··· The input ···

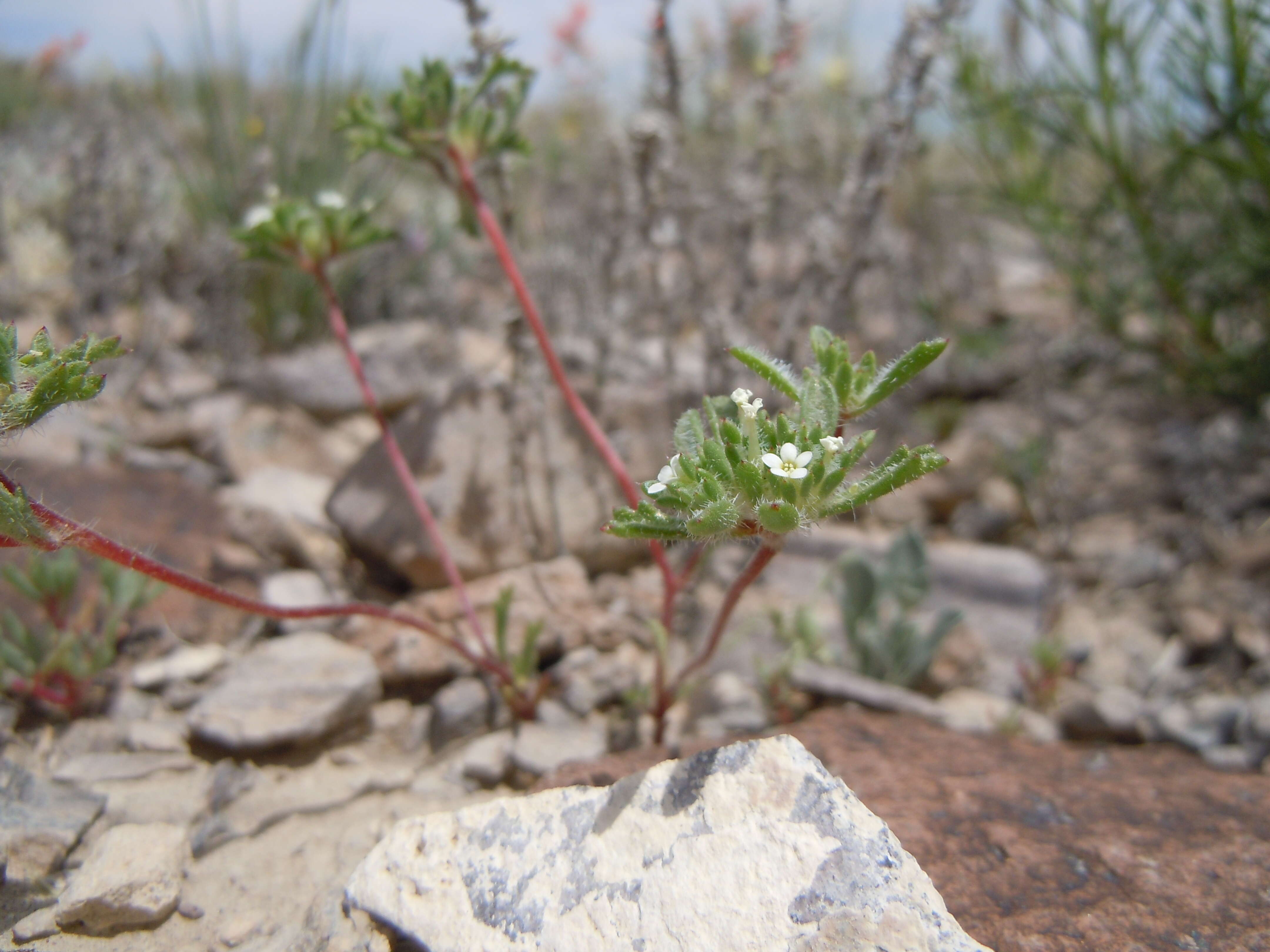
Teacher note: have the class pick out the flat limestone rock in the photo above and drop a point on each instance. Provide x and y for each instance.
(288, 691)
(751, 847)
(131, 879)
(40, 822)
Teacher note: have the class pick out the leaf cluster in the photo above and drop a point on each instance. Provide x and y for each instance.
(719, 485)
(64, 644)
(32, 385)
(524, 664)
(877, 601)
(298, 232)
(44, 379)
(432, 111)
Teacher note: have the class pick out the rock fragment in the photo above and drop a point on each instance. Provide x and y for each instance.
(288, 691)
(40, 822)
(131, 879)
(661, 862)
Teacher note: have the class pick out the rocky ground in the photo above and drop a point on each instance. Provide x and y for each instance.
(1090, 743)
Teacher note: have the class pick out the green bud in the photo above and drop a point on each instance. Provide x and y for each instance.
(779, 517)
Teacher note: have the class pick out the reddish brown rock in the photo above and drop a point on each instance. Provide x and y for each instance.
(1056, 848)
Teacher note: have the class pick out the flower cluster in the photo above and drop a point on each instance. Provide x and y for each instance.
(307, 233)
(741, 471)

···

▶ [Objective]:
Rewrite everything from the line containing "Teacher note: have the class pick out the rocky" down to the last of the rows, substituting "green shoot" for "green bud" and leaving every other character unchanged.

▶ [Result of this task]:
Teacher note: have the class pick out the rocky ground in the photo above and drop a point on each instance. Provide x and y for each instance.
(1090, 743)
Teacher note: have the class pick out the green shoot in the photo above and drop a point on each instance. Provide x and y for each instance.
(779, 517)
Teacher note: have the class pick out the reddish brown rock in the photo above and drop a point on each instance. Provide x and y for each instance.
(1056, 848)
Teacher note: have the class pick out the flower cluster in the photo above and drop a point on each instance. Provide x and y for each instance.
(307, 233)
(741, 471)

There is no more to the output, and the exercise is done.